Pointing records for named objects
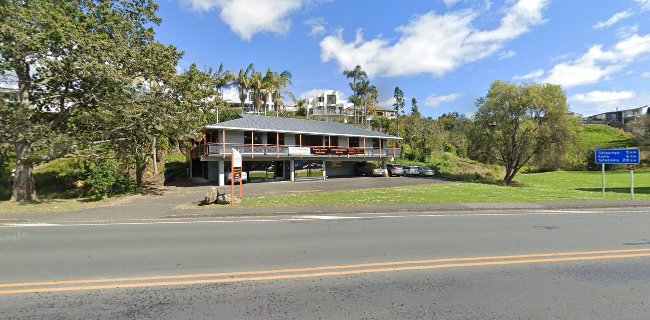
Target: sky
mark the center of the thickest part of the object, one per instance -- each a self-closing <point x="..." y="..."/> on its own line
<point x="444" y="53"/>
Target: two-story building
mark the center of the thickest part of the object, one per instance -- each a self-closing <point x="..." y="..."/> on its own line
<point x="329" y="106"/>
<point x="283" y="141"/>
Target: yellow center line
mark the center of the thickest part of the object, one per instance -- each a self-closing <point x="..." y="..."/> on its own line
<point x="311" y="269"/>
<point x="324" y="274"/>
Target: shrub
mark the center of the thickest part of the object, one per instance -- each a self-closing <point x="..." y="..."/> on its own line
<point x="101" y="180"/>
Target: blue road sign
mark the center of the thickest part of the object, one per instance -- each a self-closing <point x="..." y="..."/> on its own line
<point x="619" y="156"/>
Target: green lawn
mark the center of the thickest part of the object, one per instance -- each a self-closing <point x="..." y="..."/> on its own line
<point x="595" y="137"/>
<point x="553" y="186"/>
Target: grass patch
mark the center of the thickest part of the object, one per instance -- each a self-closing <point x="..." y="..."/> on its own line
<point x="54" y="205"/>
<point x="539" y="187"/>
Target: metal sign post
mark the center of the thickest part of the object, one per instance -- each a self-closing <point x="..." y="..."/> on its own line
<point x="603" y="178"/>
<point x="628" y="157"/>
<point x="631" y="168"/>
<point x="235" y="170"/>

---

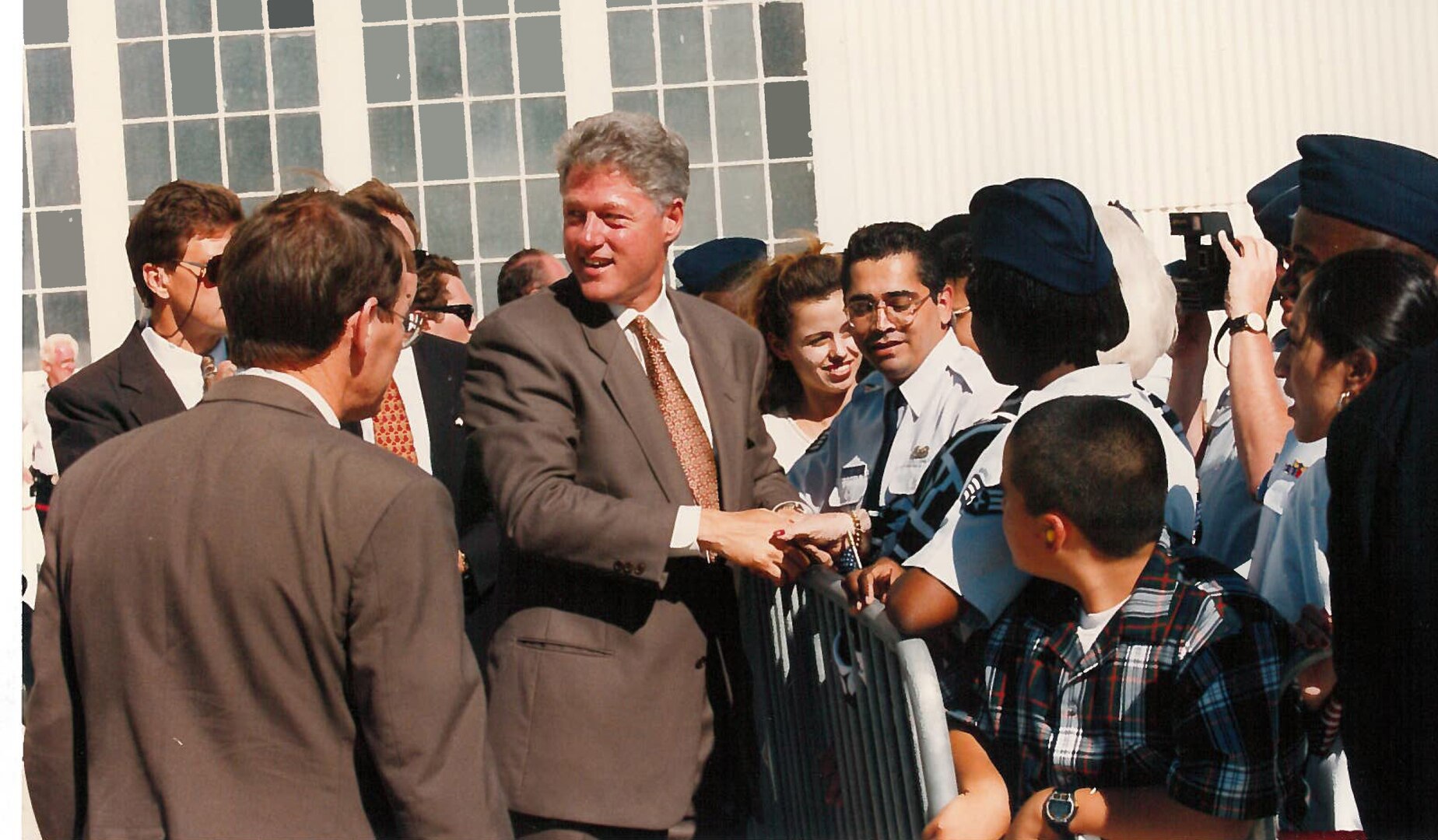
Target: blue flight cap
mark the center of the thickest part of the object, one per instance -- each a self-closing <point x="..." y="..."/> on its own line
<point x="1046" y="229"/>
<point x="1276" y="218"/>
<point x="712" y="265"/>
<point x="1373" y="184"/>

---

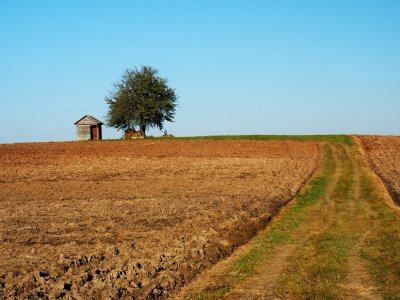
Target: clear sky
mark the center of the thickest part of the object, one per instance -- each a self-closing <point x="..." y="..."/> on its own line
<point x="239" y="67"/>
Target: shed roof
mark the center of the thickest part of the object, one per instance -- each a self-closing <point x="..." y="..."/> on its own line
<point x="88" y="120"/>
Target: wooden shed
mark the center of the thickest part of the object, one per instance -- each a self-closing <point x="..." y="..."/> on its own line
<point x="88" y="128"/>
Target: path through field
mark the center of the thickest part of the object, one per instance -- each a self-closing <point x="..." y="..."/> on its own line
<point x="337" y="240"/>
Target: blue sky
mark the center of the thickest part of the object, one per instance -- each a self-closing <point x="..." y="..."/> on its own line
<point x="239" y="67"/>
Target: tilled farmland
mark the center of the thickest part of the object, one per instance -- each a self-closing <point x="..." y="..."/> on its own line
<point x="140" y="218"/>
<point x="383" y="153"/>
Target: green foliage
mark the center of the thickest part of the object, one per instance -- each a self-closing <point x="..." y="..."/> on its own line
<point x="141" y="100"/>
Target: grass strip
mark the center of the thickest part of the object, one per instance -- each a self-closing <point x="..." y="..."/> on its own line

**What to produce:**
Count the rows above that contain the string "blue", treating uppercase and lowercase as different. Reply with the number alone.

**Written reply:**
3